_Working data_.
•••
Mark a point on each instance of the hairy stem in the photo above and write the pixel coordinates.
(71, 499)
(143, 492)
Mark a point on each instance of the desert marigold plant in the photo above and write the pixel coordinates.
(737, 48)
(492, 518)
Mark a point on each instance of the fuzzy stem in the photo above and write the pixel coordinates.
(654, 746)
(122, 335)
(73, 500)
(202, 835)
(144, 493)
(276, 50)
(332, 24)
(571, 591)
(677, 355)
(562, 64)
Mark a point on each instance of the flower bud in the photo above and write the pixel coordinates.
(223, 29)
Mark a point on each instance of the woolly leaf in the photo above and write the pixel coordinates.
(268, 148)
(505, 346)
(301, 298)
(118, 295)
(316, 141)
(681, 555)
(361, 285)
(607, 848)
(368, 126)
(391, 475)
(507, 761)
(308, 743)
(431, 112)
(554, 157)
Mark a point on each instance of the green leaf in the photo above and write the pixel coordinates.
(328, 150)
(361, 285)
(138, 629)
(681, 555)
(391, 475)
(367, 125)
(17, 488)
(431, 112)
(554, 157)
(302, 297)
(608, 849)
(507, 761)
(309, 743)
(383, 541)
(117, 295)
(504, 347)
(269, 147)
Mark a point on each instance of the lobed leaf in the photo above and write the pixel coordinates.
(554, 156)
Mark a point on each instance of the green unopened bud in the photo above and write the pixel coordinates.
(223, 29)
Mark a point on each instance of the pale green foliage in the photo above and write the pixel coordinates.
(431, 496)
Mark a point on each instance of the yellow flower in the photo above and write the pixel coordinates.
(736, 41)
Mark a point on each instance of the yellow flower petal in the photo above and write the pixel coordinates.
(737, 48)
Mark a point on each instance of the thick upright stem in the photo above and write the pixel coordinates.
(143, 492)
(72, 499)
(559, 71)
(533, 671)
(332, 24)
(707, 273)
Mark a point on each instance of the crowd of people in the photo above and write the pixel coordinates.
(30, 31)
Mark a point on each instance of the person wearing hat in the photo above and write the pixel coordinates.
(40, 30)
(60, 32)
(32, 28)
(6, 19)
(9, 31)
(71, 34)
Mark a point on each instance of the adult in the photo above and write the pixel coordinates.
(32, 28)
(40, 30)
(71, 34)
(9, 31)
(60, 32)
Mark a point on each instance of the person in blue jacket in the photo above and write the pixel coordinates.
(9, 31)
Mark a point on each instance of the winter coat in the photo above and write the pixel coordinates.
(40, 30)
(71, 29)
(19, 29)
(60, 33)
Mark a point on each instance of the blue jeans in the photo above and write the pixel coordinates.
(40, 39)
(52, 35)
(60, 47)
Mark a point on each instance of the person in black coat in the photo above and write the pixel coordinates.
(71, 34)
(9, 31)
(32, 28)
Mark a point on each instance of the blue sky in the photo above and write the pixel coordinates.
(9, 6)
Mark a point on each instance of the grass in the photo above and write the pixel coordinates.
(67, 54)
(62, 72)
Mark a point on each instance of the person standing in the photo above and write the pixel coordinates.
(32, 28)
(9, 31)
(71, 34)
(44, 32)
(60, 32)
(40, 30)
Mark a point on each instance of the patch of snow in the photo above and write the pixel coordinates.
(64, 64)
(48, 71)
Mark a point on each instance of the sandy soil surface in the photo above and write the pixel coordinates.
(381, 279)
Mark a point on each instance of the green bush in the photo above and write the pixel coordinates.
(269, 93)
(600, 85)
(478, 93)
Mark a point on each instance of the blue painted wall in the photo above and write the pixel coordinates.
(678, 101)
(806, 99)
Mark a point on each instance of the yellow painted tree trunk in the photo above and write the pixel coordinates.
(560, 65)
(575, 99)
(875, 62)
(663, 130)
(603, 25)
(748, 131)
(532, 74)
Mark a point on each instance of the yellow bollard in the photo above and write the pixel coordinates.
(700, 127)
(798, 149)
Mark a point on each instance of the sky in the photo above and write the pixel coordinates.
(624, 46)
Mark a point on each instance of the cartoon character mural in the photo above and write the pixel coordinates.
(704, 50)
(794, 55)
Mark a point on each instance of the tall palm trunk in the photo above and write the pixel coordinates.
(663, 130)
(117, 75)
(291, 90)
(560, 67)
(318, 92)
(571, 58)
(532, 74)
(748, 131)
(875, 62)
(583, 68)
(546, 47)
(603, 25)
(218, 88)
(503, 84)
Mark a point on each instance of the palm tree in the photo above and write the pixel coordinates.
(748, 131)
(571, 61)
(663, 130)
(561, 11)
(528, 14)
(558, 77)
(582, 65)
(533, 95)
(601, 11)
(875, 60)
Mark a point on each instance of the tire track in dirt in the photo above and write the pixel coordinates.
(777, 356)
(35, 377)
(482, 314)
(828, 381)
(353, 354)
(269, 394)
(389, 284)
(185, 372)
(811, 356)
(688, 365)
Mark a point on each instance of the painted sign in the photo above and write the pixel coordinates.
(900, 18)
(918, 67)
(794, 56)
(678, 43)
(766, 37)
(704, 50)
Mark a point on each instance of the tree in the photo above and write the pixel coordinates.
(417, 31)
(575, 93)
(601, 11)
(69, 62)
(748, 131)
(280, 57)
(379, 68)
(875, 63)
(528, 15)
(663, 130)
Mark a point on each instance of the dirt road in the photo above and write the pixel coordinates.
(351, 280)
•••
_What the exercise asks_. Only the lines from the one with "Mark a point on each instance of the palm" through the end of the material are wanted; copy them exactly, both ends included.

_Result_.
Mark a point on each instance of the palm tree in the photo above and write the pixel coordinates.
(748, 131)
(571, 61)
(663, 130)
(561, 11)
(528, 14)
(558, 77)
(582, 65)
(533, 95)
(601, 11)
(875, 60)
Mark a point on each instance of the tire track in dirt in the photo above and write the pixel coordinates.
(777, 356)
(35, 377)
(482, 314)
(828, 381)
(353, 354)
(269, 394)
(389, 284)
(185, 372)
(811, 356)
(688, 365)
Mark a point on each instance of the painted sign in the photo above and write the pixel coordinates.
(900, 18)
(918, 67)
(794, 56)
(678, 43)
(766, 37)
(704, 50)
Mark a point on each instance of the tree in the photo above and write the pixel coordinates.
(417, 31)
(575, 93)
(601, 11)
(69, 62)
(748, 131)
(280, 57)
(379, 68)
(875, 63)
(528, 15)
(663, 130)
Mark a point on each instance of the dirt road in the photo above and write the pixel coordinates.
(351, 280)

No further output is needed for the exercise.